Rows from a segmentation dataset
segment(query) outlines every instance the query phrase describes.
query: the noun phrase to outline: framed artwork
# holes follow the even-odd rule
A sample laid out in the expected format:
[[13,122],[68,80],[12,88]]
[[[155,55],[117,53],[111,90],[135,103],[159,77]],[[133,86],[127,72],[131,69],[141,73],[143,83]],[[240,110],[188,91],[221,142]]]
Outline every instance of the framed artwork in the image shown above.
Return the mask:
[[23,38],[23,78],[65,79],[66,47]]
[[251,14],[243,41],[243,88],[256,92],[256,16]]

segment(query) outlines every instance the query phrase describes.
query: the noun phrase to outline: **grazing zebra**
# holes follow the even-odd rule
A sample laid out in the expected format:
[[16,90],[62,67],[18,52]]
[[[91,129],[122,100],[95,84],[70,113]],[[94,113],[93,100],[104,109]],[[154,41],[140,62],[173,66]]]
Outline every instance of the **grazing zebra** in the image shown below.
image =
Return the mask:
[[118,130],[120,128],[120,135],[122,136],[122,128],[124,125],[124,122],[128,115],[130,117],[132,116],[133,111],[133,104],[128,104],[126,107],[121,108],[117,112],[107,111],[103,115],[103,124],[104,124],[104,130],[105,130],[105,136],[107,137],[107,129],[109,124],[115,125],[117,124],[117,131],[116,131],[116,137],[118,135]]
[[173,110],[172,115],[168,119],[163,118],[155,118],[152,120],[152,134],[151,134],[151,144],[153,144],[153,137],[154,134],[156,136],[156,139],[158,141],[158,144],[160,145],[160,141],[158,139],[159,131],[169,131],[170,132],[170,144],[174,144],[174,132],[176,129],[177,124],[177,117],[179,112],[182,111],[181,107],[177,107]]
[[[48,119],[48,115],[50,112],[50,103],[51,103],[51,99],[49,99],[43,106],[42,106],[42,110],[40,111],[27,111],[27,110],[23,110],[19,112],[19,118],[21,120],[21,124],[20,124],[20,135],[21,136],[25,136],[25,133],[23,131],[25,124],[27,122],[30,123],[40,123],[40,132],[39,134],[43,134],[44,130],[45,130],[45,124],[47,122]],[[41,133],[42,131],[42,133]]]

Task goal:
Rewrite the data above, changing every "mask" to "polygon set" and leaving everything else untouched.

Full solution:
segment(query) outlines every instance the query phrase describes.
query: the noun phrase to outline: framed artwork
# holes follow the even-odd rule
A sample laid out in the expected format:
[[13,122],[68,80],[12,88]]
[[[155,55],[117,53],[111,90],[135,103],[159,77]],[[133,86],[127,72],[131,69],[141,73],[143,83]],[[240,110],[188,91],[221,142]]]
Outline every instance of the framed artwork in the image shown above.
Return the polygon set:
[[23,38],[23,78],[65,79],[66,47]]
[[251,14],[243,41],[243,88],[256,92],[256,16]]

segment(query) outlines every instance the query phrase describes.
query: the noun phrase to outline: **grazing zebra**
# holes follow the even-odd rule
A sample laid out in the expected format:
[[16,90],[62,67],[18,52]]
[[[91,129],[122,100],[95,84],[70,113]],[[94,113],[93,100],[104,109]],[[154,41],[140,62],[173,66]]]
Outline every instance of the **grazing zebra** in the image shown below.
image =
Return the polygon set:
[[118,130],[120,128],[120,135],[122,136],[122,128],[124,125],[124,122],[128,115],[130,117],[132,116],[133,111],[133,104],[128,104],[126,107],[121,108],[117,112],[107,111],[103,115],[103,124],[104,124],[104,130],[105,130],[105,136],[107,137],[107,129],[109,124],[115,125],[117,124],[117,131],[116,131],[116,137],[118,135]]
[[173,110],[172,115],[168,119],[163,118],[155,118],[152,120],[152,134],[151,134],[151,144],[153,144],[153,137],[154,134],[156,136],[156,139],[158,141],[158,144],[160,145],[160,141],[158,139],[159,131],[169,131],[170,132],[170,144],[174,144],[174,132],[176,129],[177,124],[177,117],[179,112],[182,111],[181,107],[177,107]]
[[[48,119],[48,115],[50,112],[50,103],[51,103],[51,99],[49,99],[43,106],[42,106],[42,110],[40,111],[27,111],[27,110],[23,110],[19,112],[19,118],[21,120],[21,124],[20,124],[20,135],[21,136],[25,136],[25,133],[23,131],[25,124],[27,122],[30,123],[40,123],[40,132],[39,134],[43,134],[44,130],[45,130],[45,124],[47,122]],[[41,133],[42,131],[42,133]]]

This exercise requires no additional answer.